Coordinate labeling data:
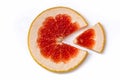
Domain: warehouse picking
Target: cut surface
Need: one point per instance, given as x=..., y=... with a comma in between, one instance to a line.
x=46, y=35
x=93, y=38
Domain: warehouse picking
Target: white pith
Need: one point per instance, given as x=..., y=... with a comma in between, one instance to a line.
x=35, y=51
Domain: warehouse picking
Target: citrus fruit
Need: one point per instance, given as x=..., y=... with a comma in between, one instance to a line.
x=93, y=38
x=46, y=34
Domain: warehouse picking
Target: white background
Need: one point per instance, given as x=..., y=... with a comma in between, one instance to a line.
x=16, y=62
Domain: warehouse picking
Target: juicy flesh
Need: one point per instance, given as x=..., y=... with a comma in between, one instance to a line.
x=51, y=35
x=86, y=39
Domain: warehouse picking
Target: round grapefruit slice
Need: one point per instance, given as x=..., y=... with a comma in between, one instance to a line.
x=45, y=38
x=93, y=38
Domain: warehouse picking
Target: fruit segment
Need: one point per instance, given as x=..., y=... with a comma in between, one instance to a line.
x=50, y=37
x=93, y=38
x=45, y=39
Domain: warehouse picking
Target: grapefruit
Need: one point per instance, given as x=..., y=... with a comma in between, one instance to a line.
x=93, y=38
x=45, y=37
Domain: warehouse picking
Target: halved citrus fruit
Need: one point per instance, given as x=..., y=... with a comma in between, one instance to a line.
x=46, y=35
x=93, y=38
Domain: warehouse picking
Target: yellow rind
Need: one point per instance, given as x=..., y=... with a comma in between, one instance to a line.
x=35, y=58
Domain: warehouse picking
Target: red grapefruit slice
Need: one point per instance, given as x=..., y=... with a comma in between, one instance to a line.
x=45, y=39
x=93, y=38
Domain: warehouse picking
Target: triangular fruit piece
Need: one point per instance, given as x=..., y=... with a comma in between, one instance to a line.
x=93, y=38
x=46, y=35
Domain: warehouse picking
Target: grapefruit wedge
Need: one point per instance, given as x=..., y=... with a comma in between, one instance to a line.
x=93, y=38
x=45, y=38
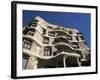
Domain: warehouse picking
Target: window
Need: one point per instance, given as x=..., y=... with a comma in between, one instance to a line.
x=69, y=37
x=82, y=38
x=34, y=24
x=79, y=52
x=46, y=40
x=44, y=31
x=24, y=61
x=26, y=44
x=77, y=38
x=70, y=32
x=47, y=51
x=75, y=45
x=30, y=33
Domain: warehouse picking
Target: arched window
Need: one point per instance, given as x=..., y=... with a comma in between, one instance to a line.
x=47, y=51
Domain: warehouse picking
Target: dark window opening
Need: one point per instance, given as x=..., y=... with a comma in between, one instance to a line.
x=70, y=32
x=82, y=38
x=75, y=45
x=47, y=51
x=24, y=61
x=31, y=33
x=27, y=44
x=44, y=31
x=51, y=34
x=46, y=40
x=77, y=38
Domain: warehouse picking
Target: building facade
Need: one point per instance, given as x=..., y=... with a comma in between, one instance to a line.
x=47, y=45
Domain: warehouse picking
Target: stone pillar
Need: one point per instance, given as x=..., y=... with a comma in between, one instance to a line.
x=32, y=63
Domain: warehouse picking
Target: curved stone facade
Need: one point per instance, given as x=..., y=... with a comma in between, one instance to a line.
x=50, y=46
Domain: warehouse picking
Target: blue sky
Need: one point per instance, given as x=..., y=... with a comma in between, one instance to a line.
x=80, y=21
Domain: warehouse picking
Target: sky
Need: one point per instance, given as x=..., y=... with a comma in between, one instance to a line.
x=80, y=21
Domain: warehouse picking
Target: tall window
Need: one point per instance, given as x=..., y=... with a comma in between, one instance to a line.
x=31, y=33
x=77, y=38
x=25, y=61
x=27, y=44
x=47, y=51
x=70, y=32
x=45, y=40
x=75, y=45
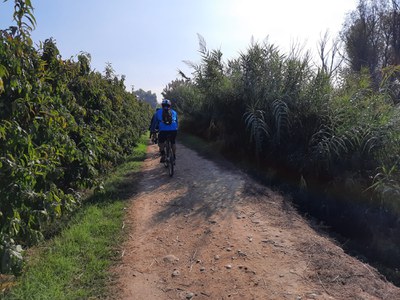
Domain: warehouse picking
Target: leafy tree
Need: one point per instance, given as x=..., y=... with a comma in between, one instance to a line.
x=148, y=97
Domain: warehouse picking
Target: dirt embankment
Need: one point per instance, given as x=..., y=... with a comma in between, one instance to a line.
x=211, y=232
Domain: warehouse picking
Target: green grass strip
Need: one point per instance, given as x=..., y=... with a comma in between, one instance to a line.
x=75, y=264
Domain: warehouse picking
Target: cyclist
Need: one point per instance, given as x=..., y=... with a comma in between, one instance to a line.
x=167, y=121
x=154, y=127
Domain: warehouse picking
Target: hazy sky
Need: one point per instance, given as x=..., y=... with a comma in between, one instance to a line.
x=148, y=40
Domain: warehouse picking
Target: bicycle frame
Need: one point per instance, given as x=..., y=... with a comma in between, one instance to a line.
x=169, y=157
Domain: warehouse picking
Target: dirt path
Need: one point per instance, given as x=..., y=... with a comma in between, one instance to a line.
x=213, y=233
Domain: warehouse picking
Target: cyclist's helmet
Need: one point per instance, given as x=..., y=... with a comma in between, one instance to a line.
x=166, y=103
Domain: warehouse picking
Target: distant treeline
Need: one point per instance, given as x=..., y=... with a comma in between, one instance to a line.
x=333, y=129
x=62, y=127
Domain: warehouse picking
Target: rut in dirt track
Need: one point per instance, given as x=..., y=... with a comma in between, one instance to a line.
x=211, y=232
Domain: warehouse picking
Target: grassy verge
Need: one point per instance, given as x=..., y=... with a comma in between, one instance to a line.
x=74, y=264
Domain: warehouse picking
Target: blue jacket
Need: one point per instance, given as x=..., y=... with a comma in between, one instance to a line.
x=164, y=127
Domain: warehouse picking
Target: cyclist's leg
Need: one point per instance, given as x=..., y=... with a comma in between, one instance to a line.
x=161, y=144
x=173, y=137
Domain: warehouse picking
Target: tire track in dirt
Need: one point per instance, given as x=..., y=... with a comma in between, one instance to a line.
x=211, y=232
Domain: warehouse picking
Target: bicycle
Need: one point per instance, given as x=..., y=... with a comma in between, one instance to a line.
x=169, y=157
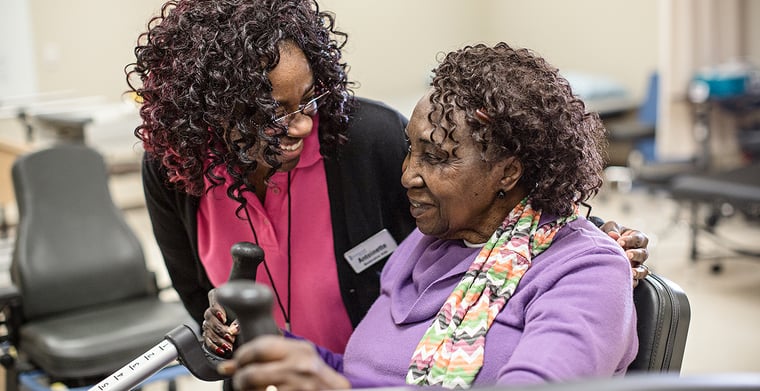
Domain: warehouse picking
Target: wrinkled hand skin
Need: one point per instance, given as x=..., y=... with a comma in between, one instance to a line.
x=635, y=243
x=285, y=363
x=217, y=335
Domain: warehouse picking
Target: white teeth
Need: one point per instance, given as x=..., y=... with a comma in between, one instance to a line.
x=291, y=147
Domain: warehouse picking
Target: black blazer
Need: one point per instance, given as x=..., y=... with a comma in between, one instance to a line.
x=364, y=187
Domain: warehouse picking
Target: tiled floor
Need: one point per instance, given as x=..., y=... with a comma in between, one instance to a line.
x=725, y=307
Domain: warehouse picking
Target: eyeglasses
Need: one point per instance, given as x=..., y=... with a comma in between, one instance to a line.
x=309, y=108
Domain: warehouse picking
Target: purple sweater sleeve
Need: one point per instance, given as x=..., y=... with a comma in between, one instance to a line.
x=334, y=360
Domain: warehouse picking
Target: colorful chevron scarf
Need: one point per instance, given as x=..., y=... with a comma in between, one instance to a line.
x=450, y=353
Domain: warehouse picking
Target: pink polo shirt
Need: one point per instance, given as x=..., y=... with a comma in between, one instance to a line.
x=316, y=307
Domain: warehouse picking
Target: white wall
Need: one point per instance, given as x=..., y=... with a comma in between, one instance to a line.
x=83, y=45
x=17, y=71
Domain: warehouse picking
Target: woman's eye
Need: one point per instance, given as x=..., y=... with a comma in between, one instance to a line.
x=433, y=158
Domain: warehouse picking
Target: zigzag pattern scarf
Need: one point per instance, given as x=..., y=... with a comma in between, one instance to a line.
x=450, y=353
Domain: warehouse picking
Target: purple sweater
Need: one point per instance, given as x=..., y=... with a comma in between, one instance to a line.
x=572, y=315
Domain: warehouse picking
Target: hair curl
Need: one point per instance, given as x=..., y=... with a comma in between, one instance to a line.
x=202, y=69
x=532, y=115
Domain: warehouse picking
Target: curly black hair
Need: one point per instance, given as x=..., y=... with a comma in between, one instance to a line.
x=529, y=112
x=201, y=70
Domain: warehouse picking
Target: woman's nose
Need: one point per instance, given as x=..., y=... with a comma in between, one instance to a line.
x=300, y=126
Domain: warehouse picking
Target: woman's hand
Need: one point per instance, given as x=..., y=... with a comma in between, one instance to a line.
x=276, y=363
x=217, y=335
x=634, y=243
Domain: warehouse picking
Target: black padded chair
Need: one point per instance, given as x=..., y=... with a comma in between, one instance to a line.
x=664, y=314
x=83, y=302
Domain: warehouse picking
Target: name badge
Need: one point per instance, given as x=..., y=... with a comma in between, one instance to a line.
x=371, y=251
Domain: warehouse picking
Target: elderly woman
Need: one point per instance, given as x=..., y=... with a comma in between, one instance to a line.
x=503, y=282
x=253, y=134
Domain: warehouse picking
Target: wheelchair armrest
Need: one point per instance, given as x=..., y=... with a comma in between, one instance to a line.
x=9, y=296
x=10, y=308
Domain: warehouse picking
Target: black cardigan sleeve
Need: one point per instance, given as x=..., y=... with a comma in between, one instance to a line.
x=173, y=217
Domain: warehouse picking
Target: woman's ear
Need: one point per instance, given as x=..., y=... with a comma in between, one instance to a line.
x=512, y=173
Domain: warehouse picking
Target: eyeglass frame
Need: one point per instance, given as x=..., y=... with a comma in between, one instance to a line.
x=280, y=120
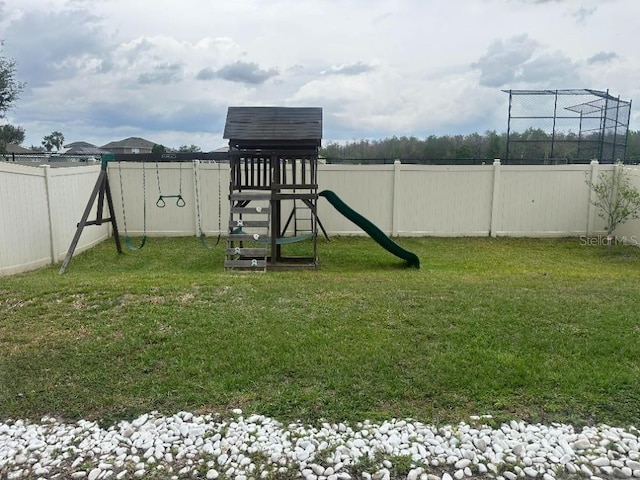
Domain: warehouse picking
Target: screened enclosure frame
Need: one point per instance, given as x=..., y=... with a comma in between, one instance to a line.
x=566, y=126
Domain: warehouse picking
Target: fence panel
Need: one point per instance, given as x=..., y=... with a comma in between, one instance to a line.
x=543, y=200
x=41, y=206
x=444, y=200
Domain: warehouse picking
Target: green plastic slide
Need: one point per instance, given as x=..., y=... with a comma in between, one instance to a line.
x=374, y=232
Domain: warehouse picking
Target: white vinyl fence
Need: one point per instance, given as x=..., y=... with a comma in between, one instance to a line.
x=39, y=210
x=41, y=206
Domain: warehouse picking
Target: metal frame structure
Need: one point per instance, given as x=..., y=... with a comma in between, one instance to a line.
x=566, y=126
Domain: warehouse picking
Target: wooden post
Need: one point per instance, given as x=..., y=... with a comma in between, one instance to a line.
x=100, y=189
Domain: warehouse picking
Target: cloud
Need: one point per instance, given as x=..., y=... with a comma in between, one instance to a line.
x=583, y=13
x=553, y=68
x=206, y=74
x=503, y=60
x=602, y=57
x=161, y=74
x=239, y=72
x=55, y=45
x=348, y=69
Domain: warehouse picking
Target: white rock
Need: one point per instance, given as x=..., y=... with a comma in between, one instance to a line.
x=94, y=474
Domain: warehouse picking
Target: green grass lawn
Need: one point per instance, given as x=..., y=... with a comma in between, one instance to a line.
x=540, y=330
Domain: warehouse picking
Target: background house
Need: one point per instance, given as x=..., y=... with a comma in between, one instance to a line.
x=83, y=148
x=130, y=145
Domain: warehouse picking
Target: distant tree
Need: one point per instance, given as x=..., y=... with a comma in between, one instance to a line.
x=10, y=88
x=189, y=149
x=615, y=197
x=54, y=139
x=10, y=134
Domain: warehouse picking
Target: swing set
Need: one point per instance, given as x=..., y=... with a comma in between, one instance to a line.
x=102, y=191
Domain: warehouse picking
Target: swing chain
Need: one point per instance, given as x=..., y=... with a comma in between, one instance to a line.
x=124, y=214
x=180, y=201
x=127, y=240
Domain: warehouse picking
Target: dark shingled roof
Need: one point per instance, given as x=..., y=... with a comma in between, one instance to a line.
x=274, y=123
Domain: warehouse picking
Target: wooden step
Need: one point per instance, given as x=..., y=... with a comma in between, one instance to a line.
x=246, y=264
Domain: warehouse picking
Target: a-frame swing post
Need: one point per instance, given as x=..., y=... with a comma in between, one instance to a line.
x=99, y=190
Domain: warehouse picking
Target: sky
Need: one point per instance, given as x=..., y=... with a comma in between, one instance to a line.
x=167, y=71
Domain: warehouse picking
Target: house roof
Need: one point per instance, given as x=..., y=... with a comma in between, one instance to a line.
x=273, y=123
x=13, y=148
x=131, y=142
x=83, y=148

Exercise requirements >> Pull out each line of the records that contains the word "wooden" and list those lines.

Response to the task >>
Target: wooden post
Target: wooden step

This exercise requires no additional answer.